If there is a disqualifying disposition of the shares, the excess of the fair
market value of those shares on the exercise date over the exercise price paid
for the shares will be taxable as ordinary income to the optionee. Any
additional gain or any loss recognized upon the disposition will be taxable
as a
capital gain or capital loss.
If
the
optionee makes a disqualifying disposition of the purchased shares, the Company
will be entitled to an income tax deduction, for the Company’s taxable year in
which the disposition occurs, equal to the excess of the fair market value
of
the shares on the option exercise date over the exercise price paid for the
shares. If the optionee makes a qualifying disposition, the Company will not
be
entitled to any income tax deduction.
Non-Statutory
Stock Options.
No
taxable income is recognized by an optionee upon the grant of a non-statutory
option. The optionee will, in general, recognize ordinary income, in the year
in
which the option is exercised, equal to the excess of the fair market value
of
the purchased shares on the exercise date over the exercise price paid for
the
shares, and the Company will be required to collect certain withholding taxes
applicable to the income from the optionee.
The
Company will be entitled to an income tax deduction equal to the amount of
any
ordinary income recognized by the optionee with respect to an exercised
non-statutory option. The deduction will in general be allowed for the Company’s
taxable year in which the ordinary income is recognized by the
optionee.
If
the
shares acquired upon exercise of the non-statutory option are unvested and
subject to repurchase in the event of the optionee’s cessation of service prior
to vesting in those shares, the optionee will not recognize any taxable income
at the time of exercise but will have to report as ordinary income, as and
when
the Company’s repurchase right lapses, an amount equal to the excess of the fair
market value of the shares on the date the repurchase right lapses over the
exercise price paid for the shares. The optionee may elect under IRC Section
83(b) to include as ordinary income in the year of exercise of the option an
amount equal to the excess of the fair market value of the purchased shares
on
the exercise date over the exercise price paid for the shares. If a timely
IRC
Section 83(b) election is made, the optionee will not recognize any additional
income as and when the repurchase right lapses.
=-=-=-=-=
_Problems to work on_.
A – Shorten the paragraph of the stock option tax passage that begins "The Company will be entitled to an income tax deduction equal to the amount," keeping its main facts.
B – Please echo all of the records line for line, without any change.
The stock option tax passage and the records are unrelated to each other.

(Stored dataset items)
=-=-=-=-=
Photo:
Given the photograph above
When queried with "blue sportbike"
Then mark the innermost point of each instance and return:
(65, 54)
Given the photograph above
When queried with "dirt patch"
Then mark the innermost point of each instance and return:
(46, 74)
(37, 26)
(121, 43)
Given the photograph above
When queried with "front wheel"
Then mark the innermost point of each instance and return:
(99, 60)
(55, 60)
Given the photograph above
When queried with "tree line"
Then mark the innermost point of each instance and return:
=-=-=-=-=
_Answers to the exercise_.
A – For an exercised non-statutory option, the Company may deduct an amount equal to the ordinary income the optionee recognizes. The deduction is generally taken in the Company's taxable year in which the optionee recognizes that income.

B –
Photo:
Given the photograph above
When queried with "blue sportbike"
Then mark the innermost point of each instance and return:
(65, 54)
Given the photograph above
When queried with "dirt patch"
Then mark the innermost point of each instance and return:
(46, 74)
(37, 26)
(121, 43)
Given the photograph above
When queried with "front wheel"
Then mark the innermost point of each instance and return:
(99, 60)
(55, 60)
Given the photograph above
When queried with "tree line"
Then mark the innermost point of each instance and return:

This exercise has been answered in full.